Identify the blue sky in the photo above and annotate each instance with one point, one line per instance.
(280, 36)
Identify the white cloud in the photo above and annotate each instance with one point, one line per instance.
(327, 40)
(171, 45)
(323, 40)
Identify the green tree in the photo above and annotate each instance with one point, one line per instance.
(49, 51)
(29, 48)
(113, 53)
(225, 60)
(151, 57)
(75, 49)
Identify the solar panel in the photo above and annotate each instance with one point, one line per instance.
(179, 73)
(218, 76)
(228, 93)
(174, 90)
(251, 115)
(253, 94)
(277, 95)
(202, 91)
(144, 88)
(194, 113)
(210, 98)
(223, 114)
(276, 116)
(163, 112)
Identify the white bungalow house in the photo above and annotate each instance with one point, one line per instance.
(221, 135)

_REQUIREMENT:_
Copy the listing exactly.

_RESPONSE TO THE TASK:_
Identify the blue sky in the photo above and annotate each instance with one point, one line per instance.
(280, 36)
Identify the white cloud in the photo above and annotate each instance with one point, one line per instance.
(327, 40)
(171, 45)
(323, 40)
Identify the green tree in the photo above and annotate each instance with one point, one line per instance.
(49, 51)
(29, 48)
(113, 53)
(225, 60)
(151, 57)
(75, 49)
Identify the solar panel in the photo above and annotate each instance with one point, one line per instance.
(179, 73)
(218, 76)
(228, 93)
(174, 90)
(251, 115)
(253, 94)
(277, 95)
(202, 91)
(144, 88)
(194, 113)
(210, 98)
(223, 114)
(276, 116)
(163, 112)
Identify the white bungalow house in the photo above and annotate each instance with one point, one line per instance.
(221, 135)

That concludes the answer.